List each line of the records below that contains the word "segment".

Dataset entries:
────

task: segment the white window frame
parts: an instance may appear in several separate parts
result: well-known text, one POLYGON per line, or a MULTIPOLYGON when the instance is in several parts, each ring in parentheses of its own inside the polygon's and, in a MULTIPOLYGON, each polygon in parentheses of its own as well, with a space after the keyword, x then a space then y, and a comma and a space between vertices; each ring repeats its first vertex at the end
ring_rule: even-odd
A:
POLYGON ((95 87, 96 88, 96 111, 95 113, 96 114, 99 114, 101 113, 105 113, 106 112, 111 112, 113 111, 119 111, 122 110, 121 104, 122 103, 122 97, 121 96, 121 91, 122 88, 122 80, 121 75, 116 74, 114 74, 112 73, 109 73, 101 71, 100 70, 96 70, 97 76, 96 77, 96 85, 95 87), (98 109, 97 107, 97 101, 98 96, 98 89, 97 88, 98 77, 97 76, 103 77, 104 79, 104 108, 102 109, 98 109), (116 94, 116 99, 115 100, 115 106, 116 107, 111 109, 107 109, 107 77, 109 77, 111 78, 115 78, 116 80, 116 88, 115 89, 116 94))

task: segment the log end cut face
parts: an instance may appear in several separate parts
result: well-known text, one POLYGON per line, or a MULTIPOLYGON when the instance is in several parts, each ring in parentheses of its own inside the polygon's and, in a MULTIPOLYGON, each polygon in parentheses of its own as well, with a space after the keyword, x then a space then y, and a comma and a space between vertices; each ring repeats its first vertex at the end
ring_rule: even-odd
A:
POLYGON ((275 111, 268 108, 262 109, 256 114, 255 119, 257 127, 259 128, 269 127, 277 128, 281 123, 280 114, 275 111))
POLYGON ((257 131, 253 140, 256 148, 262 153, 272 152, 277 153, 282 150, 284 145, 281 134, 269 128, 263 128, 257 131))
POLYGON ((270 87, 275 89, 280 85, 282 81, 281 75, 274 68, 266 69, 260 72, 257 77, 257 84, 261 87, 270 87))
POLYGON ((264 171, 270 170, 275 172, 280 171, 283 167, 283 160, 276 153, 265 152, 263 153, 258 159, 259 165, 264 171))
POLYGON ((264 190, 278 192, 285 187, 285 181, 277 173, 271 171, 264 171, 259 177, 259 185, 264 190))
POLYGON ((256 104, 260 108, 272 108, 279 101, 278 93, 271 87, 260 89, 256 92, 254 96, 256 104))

────

### EXERCISE ANSWER
task: segment the white window frame
task: segment the log end cut face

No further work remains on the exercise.